Job:
Count how many lines in the entries below contain the string "awning". Reply with the number alone.

━━━ Data for this exercise

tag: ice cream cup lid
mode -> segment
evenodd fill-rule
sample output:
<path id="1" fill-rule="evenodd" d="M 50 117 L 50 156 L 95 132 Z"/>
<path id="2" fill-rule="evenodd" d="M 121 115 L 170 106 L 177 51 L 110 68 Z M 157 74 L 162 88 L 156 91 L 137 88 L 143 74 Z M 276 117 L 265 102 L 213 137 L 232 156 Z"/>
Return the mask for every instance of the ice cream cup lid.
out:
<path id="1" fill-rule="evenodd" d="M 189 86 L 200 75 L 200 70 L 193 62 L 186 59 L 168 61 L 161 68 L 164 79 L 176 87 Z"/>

━━━━━━
━━━ Data for this exercise

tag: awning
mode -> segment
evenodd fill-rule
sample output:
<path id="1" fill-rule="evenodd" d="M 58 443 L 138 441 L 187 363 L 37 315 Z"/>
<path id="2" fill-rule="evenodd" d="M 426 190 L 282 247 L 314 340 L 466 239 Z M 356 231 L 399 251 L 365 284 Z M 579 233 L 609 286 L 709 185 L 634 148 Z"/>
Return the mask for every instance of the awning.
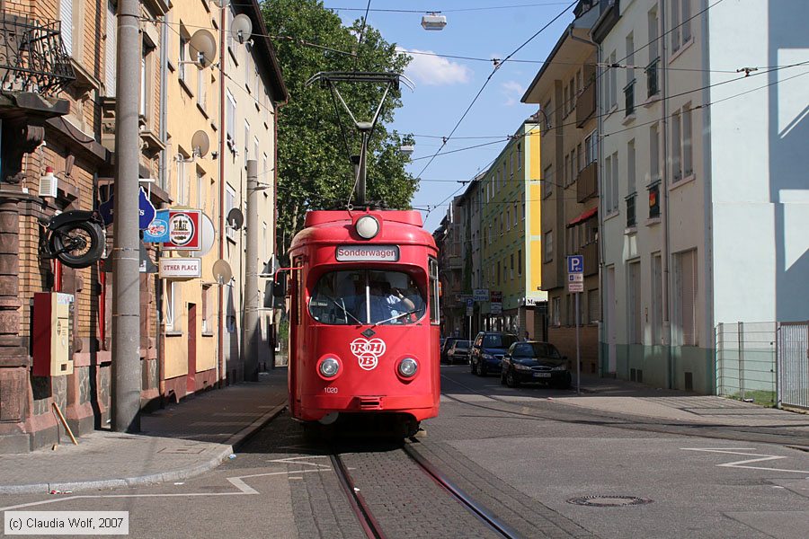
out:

━━━━━━
━━━ Data for this exercise

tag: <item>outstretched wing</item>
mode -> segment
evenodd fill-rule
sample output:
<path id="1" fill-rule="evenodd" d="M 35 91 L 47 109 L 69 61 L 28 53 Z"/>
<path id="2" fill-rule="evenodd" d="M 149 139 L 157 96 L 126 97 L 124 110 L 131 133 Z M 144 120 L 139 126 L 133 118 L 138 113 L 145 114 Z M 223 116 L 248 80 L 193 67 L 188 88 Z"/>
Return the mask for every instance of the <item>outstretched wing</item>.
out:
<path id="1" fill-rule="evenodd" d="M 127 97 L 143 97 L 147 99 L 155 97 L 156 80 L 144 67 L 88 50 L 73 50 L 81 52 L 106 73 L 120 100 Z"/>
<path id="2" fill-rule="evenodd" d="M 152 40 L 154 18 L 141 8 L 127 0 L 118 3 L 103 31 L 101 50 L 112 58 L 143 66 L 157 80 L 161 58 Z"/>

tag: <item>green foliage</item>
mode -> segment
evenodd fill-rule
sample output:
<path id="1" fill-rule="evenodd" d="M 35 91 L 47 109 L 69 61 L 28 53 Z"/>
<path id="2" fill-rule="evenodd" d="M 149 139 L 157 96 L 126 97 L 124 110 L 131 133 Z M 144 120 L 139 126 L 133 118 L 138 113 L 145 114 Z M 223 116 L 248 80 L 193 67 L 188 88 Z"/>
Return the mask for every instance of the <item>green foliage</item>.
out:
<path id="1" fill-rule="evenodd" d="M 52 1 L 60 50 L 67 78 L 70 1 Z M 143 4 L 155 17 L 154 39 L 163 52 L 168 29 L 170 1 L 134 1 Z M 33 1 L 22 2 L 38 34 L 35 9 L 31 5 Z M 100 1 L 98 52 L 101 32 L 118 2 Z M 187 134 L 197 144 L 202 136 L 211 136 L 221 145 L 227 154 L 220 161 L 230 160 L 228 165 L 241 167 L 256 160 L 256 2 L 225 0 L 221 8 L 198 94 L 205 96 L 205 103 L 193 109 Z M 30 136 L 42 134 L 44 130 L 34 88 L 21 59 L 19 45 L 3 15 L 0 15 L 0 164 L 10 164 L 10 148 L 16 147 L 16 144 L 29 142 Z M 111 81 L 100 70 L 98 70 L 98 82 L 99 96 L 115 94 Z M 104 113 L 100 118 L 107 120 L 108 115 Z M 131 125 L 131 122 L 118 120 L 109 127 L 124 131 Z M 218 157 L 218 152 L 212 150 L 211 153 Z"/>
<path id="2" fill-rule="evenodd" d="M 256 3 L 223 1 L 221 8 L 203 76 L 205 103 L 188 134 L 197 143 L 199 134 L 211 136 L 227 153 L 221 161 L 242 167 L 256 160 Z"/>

━━━━━━

Completed task:
2